[Point localization data]
____________________

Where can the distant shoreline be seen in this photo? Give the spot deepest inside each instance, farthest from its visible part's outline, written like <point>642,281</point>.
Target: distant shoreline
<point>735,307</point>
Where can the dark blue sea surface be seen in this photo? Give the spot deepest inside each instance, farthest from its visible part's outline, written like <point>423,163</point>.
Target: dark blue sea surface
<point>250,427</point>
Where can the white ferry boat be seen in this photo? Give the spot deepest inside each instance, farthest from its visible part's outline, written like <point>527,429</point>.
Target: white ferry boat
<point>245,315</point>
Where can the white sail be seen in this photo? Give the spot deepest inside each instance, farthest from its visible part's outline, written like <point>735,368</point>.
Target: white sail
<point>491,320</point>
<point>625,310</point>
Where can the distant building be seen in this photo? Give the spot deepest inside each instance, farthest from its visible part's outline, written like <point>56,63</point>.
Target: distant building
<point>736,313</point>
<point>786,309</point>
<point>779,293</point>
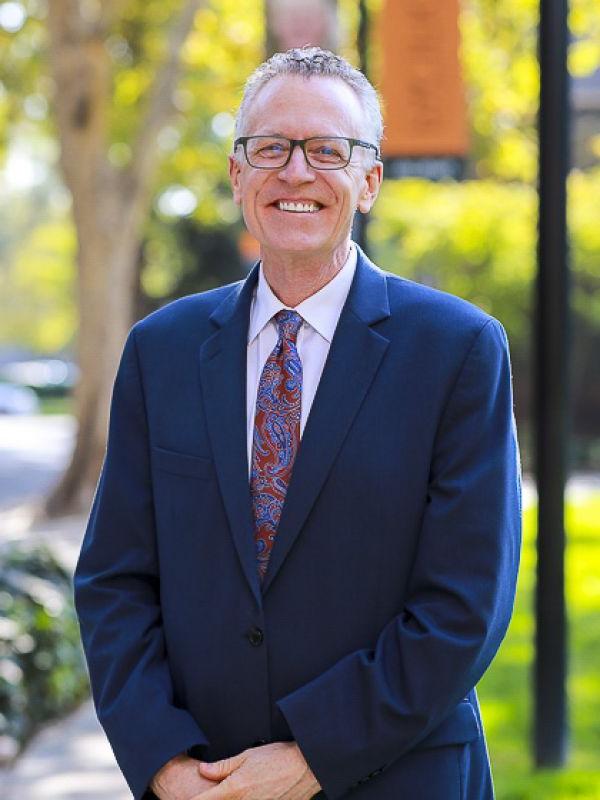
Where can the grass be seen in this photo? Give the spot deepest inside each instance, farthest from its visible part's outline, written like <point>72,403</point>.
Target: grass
<point>52,404</point>
<point>505,690</point>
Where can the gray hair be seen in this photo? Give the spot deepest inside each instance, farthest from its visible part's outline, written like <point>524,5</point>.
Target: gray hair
<point>310,61</point>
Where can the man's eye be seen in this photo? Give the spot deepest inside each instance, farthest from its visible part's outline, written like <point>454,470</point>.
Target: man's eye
<point>273,148</point>
<point>328,151</point>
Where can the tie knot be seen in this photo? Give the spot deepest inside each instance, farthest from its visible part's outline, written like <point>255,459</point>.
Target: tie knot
<point>288,324</point>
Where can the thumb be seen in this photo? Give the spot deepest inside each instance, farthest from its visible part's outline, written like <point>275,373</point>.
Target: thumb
<point>217,770</point>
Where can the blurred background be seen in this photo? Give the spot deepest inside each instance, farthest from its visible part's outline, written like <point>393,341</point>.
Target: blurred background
<point>116,121</point>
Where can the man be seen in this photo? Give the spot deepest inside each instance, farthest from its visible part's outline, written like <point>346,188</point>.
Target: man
<point>302,553</point>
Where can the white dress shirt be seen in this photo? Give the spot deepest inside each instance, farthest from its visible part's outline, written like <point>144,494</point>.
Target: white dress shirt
<point>320,312</point>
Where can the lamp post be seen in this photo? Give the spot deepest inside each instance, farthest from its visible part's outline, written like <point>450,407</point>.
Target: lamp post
<point>551,395</point>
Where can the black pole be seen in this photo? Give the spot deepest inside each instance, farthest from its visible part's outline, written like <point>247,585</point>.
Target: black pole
<point>361,221</point>
<point>551,396</point>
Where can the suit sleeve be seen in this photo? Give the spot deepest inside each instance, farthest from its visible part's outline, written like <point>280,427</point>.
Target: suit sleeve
<point>117,599</point>
<point>373,706</point>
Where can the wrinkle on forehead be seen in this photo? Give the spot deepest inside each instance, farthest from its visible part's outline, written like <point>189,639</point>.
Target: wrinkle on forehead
<point>299,107</point>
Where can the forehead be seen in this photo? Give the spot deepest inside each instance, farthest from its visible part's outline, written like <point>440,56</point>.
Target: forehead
<point>299,107</point>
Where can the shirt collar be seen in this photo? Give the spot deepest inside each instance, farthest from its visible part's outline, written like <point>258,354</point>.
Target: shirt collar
<point>321,310</point>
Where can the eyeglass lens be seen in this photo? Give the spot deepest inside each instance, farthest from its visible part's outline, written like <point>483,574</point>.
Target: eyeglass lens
<point>321,152</point>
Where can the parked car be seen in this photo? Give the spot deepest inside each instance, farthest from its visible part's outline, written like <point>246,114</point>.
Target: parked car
<point>15,399</point>
<point>46,376</point>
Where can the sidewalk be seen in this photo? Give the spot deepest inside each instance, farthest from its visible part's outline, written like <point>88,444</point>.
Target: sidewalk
<point>69,760</point>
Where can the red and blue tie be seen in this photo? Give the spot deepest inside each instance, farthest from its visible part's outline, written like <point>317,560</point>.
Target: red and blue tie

____________________

(BRIEF): Could you retype all the entries above exactly, without the pictures?

(COMPLETED EXERCISE):
Where can the distant shoreline be seen in this photo? Give the spot deepest inside each instance, farthest from its visible part's outline, written like <point>642,281</point>.
Target: distant shoreline
<point>735,307</point>
Where can the dark blue sea surface be seen in this photo? Give the spot deepest inside each instance, farthest from its visible part's outline, written like <point>423,163</point>.
Target: dark blue sea surface
<point>250,427</point>
Where can the white ferry boat be seen in this photo? Give the spot deepest inside each instance, farthest from its visible part's outline, written like <point>527,429</point>.
Target: white ferry boat
<point>245,315</point>
Where can the white sail be seen in this photo? Give the spot deepest inside each instance, farthest from its visible part's outline, written like <point>735,368</point>.
Target: white sail
<point>491,320</point>
<point>625,310</point>
Where can the distant building be seen in this photo? Give the spot deepest inside each instance, farthest from its visible part's outline, written like <point>56,63</point>.
Target: distant building
<point>736,313</point>
<point>786,309</point>
<point>779,293</point>
Where can the grass be seen in this photo? Give the spot deepest inside each instance, farthest from its visible part's outline, written like <point>72,403</point>.
Target: grass
<point>52,404</point>
<point>505,690</point>
Where can the gray hair be seen in this photo? Give the spot deepest inside each instance, farthest from its visible part's outline, written like <point>524,5</point>.
Target: gray hair
<point>310,61</point>
Where can the man's eye be seen in this photo? Give the spot deepest inside each instance, farthest from its visible part's outline, written like <point>454,470</point>.
Target: man's eye
<point>273,148</point>
<point>328,151</point>
Where can the tie knot be seen in this photo? Give the spot deepest inside each instance, farthest from its visible part's outline, written like <point>255,459</point>.
Target: tie knot
<point>288,324</point>
Where can the thumb be seen in this photo? Give the spot deepest inside each instance, farthest from its visible part's outline, written like <point>275,373</point>.
Target: thumb
<point>217,770</point>
Where can the blurred background be seen in this photo? Give the spot deepest inside each instance, farthest from its visible part's outline, written like <point>393,341</point>.
Target: blurred background
<point>116,121</point>
Where can the man be seen in this photo? Give the spot deepest inside each instance, farthest from its visible part's outline, written like <point>346,188</point>.
Target: man
<point>302,553</point>
Where can the white dress shirt be seen in this photo? Give the spot deepest inside each instance, farthest from its visible part's outline, written like <point>144,494</point>.
Target: white dress shirt
<point>320,312</point>
Where can the lamp post be seen in this photo? Give the spot deepest inside each instance, farthest from its visible part's outline, written like <point>450,407</point>.
Target: lamp post
<point>551,395</point>
Where can the black pole be seen in this photo? Give the spot deepest inside each instance, farthest from its visible part's outline, written like <point>247,585</point>.
Target: black pole
<point>361,221</point>
<point>551,396</point>
Where can the suit sleeve be seen in this photo? Give the spot deepest inside each instance, farthest from its visible part's outline, written like <point>280,427</point>.
Target: suit sleeve
<point>117,599</point>
<point>373,706</point>
Where can the wrinkle on forehead be seen in this photo? Give the spot deepest inside each instance, farthest from its visible part's outline, written like <point>189,639</point>.
Target: wrinkle on forehead
<point>299,107</point>
Where can the forehead be seen in this photo? Give the spot deepest inside each instance, farthest from its visible part's outline, written like <point>440,56</point>.
Target: forehead
<point>299,107</point>
Where can the shirt collar be seen in this photo? Give the spot deepest inside each instance, farthest from its visible part's outline, written like <point>258,354</point>.
Target: shirt collar
<point>321,310</point>
Where can the eyeglass lens be seen in this photo? Give the spot deepest inside each instance, farthest from its visible part's outline, written like <point>483,574</point>.
Target: eyeglass lens
<point>321,152</point>
Where can the parked car be seen in this photo? Give the spot deepest inside each instance, farthest from its visible part's outline, written like <point>246,114</point>.
Target: parked car
<point>15,399</point>
<point>46,376</point>
Where can the sidewalk be seen in this photo? Give the spot deepest inside each instance, farthest from its visible part's outline, written like <point>88,444</point>.
Target: sidewalk
<point>69,760</point>
Where can the red and blue tie be seen in this photo? Give the spot deepest inside each instance, farthest from its visible part's outline, written like <point>317,560</point>.
Target: red and blue tie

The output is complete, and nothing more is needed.